(Region pointing data)
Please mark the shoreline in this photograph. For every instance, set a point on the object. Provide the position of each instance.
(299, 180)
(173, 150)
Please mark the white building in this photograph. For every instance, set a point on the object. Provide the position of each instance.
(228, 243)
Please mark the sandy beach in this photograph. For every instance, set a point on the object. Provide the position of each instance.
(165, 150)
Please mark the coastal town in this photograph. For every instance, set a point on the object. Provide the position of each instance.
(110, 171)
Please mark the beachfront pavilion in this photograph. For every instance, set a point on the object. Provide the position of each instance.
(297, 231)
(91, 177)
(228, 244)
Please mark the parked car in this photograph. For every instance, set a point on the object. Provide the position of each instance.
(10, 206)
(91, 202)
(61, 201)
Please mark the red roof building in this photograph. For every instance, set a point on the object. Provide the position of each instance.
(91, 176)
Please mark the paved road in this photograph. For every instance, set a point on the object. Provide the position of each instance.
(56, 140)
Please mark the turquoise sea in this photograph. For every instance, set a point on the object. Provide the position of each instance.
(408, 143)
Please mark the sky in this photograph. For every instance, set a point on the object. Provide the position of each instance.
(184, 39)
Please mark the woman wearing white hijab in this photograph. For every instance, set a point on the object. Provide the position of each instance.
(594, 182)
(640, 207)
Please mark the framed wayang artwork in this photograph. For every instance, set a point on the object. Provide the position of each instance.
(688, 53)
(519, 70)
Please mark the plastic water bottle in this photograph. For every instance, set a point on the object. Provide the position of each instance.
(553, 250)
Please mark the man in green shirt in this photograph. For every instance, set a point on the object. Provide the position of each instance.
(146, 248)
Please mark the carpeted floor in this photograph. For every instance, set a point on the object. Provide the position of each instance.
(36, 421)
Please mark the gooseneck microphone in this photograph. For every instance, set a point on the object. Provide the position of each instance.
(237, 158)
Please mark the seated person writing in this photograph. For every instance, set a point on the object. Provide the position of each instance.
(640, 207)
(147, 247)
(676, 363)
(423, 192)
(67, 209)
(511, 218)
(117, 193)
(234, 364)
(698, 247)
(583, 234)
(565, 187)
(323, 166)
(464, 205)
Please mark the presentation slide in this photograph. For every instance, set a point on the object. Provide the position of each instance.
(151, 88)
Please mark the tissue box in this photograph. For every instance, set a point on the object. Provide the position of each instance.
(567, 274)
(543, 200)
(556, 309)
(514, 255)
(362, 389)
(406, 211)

» WHAT IS NEEDED
Return the entries above word for word.

» EXERCISE ANSWER
Please mark the shoreline in this photograph. For every instance, set a point on the object. Provide the position of each instance.
(299, 180)
(173, 150)
Please mark the white building in this photograph. For every instance, set a point on the object. Provide the position of each instance.
(228, 243)
Please mark the sandy beach in this photograph. For every instance, set a point on the object. Provide the position of each instance.
(165, 150)
Please mark the coastal town in this photograph. For every instance, set a point on the object. Provide the position of each instance.
(110, 171)
Please mark the beachfront pavilion in this photograph. For every instance, set a point on the object. Provide the position of each instance.
(297, 231)
(91, 177)
(228, 244)
Please mark the parked car in this photograph. For every instance, set a point on the object. Provide the position of each instance.
(10, 206)
(91, 202)
(61, 201)
Please mark the red roof building in this photograph. For every instance, set a point on the object. Provide the position of each instance.
(91, 176)
Please mark the paved road in this photograph. For every instance, set a point on the object. Provide the position of each instance.
(56, 140)
Please mark the turquoise sea in this photograph. For every instance, set a point on the object. Provide the position of each instance.
(408, 143)
Please mark the sky in this photograph. For every instance, set a point on the object. Provide the position of each instance.
(184, 39)
Please mark the woman wearing white hijab in this photograph. For every instance, set a point on the object. Provide the position of each instance.
(594, 182)
(640, 207)
Please mark the framed wayang artwork in this photograph. For every instance, set a point on the object. Provide the position of each instance.
(688, 53)
(519, 70)
Please mark the plastic water bottle in this photograph. For every instance, set a point on the object. Provide the position of each instance.
(553, 250)
Please mark the man in green shirt in this photograph. For every instance, set a point on the object. Provide the position of each instance.
(146, 248)
Please mark the carpeted floor in this photograph. For every instance, set a point on the object. Provide the position of each instance.
(36, 421)
Please mark the gooseneck microphone in this photograph. For every instance, set a point on the object. Provide the position of each instance.
(237, 158)
Please mark the seated person writing in this photograph. For every instance, set a point on the object. Provide the position of each instance.
(640, 207)
(147, 247)
(676, 363)
(423, 192)
(67, 209)
(511, 218)
(117, 193)
(234, 364)
(698, 247)
(583, 234)
(565, 187)
(323, 166)
(464, 205)
Please mark the presentation slide in this photograph. For every instance, set a point on the object. Provide the position of each instance.
(151, 88)
Please mark the tissue box in this photograph. For every instance, set a point on the object. Provide the position of each instance.
(567, 274)
(543, 200)
(556, 309)
(514, 255)
(362, 389)
(406, 211)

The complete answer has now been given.